# diy 5 gallon bucket canister filter that doesnt leak



## newguyinillinois (May 1, 2011)

any body wana know how to use a 5 gallon bucket as a canister filter and not have the lid leak?

K. go get two 3/4 inch by 16X16 inch pieces of ply wood. get ten 1/4 inch by 2 foot pieces of threaded rod. Then get a 16X16 inch piece of pond liner or rubber roofing membrane, and use contact adheisive to stick it to one piece of ply wood. then cut both pieces of ply wood into circles. next drill ten 1/4 inch holes around the circumfrence of the pieces of plywood. you should stack them 1 on top of the other when you drill so the holes will line up later. if you are having trouble visuallizing what I mean just look at the lid of a fluval fX5 , and youll see what I mean. then you just simply take one piece of ply and put under the bottom of the the bucket, and the piece with the rubber glued to it on the top of the bucket with the rubber facing down, and uuse the pieces of threaded rod to clamp the to together sandwiching the bucket between them. tighten the nuts up enough to make a water tight seal, but not so tight that the top edge of the bucket cuts into the rubber. next get you some bulkheads drill some holes in the lid for intake and output hoses and vuala. 5 gallon canister filter that dont leak and youll spend less than 20 bucks. enjoy clear water for all. bye bye folks. if i need to be more specific just let me know. I just hate typing.


----------



## krfhsf (Dec 25, 2008)

**DATA:**

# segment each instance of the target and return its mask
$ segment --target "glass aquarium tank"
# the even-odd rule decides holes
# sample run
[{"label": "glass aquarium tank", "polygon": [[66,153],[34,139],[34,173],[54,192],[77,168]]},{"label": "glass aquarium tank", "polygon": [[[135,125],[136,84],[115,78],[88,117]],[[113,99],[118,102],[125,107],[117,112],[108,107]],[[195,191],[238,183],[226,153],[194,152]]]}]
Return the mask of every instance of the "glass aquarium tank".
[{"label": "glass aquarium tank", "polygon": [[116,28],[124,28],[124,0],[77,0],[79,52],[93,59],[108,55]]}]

**CHALLENGE A:**
Using the thread on the leak-free 5 gallon bucket canister filter, answer these:
(i) What size are the two pieces of plywood?
(ii) What is used to clamp the two plywood pieces together around the bucket?
(iii) Below what amount does the post say the build will cost?
**CHALLENGE B:**
Extend the thread on the leak-free 5 gallon bucket canister filter, starting right after its last line.

**WRITTEN RESPONSE A:**
(i) Each is 3/4 inch by 16X16 inch.
(ii) Ten 1/4 inch by 2 foot pieces of threaded rod.
(iii) Less than 20 bucks.

**WRITTEN RESPONSE B:**
You described it well but pics please. :thumb:


----------



## newguyinillinois (May 1, 2011)

I dont do pics on this site. I got to do to much cropping of the original annd i dont have time.
Got my tank pic onrate my tank .com. i wish this site would be redone to accept larger pics.


----------



## GTZ (Apr 21, 2010)

You can upload the original to www.imgur.com and post the link here.
Or post the link here between IMG tags, people can click the pics for original size.
No need for cropping.


----------



## newguyinillinois (May 1, 2011)

Ahh. ok. Thank you. Ill probly figure that out in six or seven months. went out and bought a new camera but its a pain for me to figure out. but ill give it a shot in the next couple of days.


----------



## iwade4fish (Jan 5, 2009)

Photobucket let's you set your upload pic size...800x600 works on most forums. And yet another DIY build with a five gallon bucket.


----------



## newguyinillinois (May 1, 2011)

yah but this one works.


----------



## iwade4fish (Jan 5, 2009)

Touche!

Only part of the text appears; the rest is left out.